Plants can obtain carbon, hydrogen and oxygen from water and photosynthesis, phosphorus, nitrogen, metal ions, calcium, and trace elements are mainly obtained from soil. Therefore, the availability of phosphorus and nitrogen in soil becomes a limiting factor for plant growth. Phosphorus, mainly in the form of inorganic phosphate, is absorbed from soil by roots and the inorganic phosphate will then be transported to the other tissues of the plant for various life processes, such as DNA and RNA synthesis, etc. However, the majority of phosphorus is locked up in plants, and stored in the form of phytate salts. For plants, the phosphorus locked up as phytate in the soil is not available for plant utilization. To supply plants with the nutritional needs, inorganic phosphate is commonly supplied in fertilizers to enhance plant growth, which constitutes another source of pollutant to the environment.
Efforts to express phytase in plants have not resulted in useful phenotypes. An acidic phytase from the fungus Aspergillus niger (phyA) was successfully expressed in transgenic tobacco (Ullah et al., 1999, supra). The recombinant phytase recovered from the transgenic tobacco was catalytically indistinguishable from the native phytase, except that the pH optima shifted from pH 5 to 4. The same gene was overexpressed in Arabidopsis (Richardson et al., 2000, Extracellular secretion of Aspergillus phytase from Arabidopsis roots enables plants to obtain phosphorus from phytate. Plant Journal 25(6):641-649). U.S. Pat. No. 6,022,846 discloses the expression of Aspergillus ficuum, Aspergillus niger, Aspergillus awamori, and Aspergillus ridulans, acidic phytases in the fruits, leaves, and roots of various crops, (also see U.S. Pat. No. 5,900,525). Intracellular expression of these acidic fungal phytases do not produce any significant phenotypic changes in the transformed plants.

(Phrase grounding data)
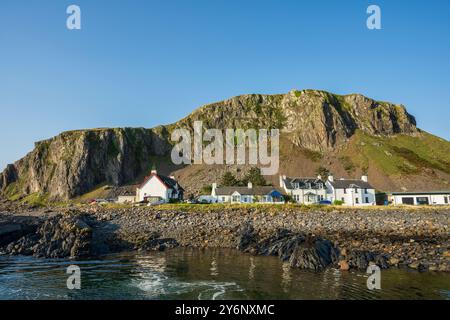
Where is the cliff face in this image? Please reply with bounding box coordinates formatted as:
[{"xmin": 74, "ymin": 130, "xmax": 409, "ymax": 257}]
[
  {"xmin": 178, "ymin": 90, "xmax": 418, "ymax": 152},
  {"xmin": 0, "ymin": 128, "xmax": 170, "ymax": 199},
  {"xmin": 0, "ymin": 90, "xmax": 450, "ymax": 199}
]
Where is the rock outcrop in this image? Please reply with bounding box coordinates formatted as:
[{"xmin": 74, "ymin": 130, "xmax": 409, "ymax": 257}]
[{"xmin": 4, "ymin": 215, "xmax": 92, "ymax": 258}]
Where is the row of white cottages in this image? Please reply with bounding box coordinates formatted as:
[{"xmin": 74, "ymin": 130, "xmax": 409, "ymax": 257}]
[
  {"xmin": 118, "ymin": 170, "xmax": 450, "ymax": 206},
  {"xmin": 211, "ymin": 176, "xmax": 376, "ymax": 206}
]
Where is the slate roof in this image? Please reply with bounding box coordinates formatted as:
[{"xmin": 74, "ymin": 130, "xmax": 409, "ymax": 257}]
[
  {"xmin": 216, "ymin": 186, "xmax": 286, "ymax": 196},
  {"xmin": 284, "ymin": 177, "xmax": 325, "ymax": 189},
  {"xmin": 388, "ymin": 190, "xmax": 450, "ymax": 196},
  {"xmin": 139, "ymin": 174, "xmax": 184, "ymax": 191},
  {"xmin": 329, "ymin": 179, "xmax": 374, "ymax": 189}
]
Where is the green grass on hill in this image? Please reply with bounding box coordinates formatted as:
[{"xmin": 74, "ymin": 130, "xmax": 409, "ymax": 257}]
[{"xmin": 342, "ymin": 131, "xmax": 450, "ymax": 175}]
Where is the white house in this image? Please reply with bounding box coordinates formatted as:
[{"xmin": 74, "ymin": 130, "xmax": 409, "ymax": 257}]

---

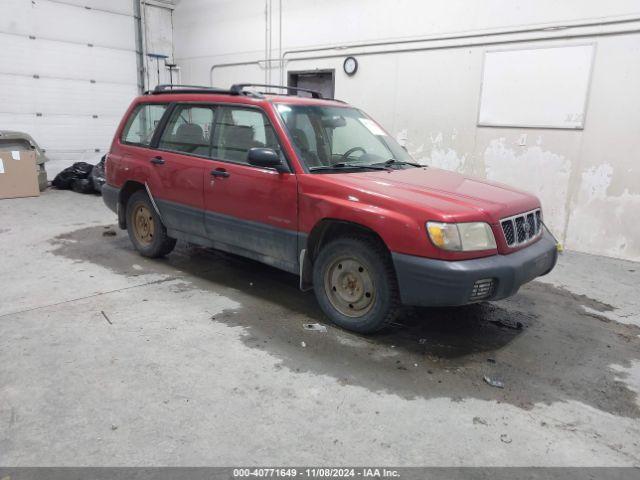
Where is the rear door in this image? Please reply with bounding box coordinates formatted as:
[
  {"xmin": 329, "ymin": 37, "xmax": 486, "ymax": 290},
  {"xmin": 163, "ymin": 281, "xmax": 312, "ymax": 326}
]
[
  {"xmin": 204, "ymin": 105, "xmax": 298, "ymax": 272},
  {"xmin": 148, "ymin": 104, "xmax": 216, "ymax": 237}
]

### What the exercise asks
According to the passage on phytase in plants, how did the pH optimum of the recombinant phytase recovered from transgenic tobacco differ from that of the native phytase?

### Written answer
It shifted from pH 5 to pH 4.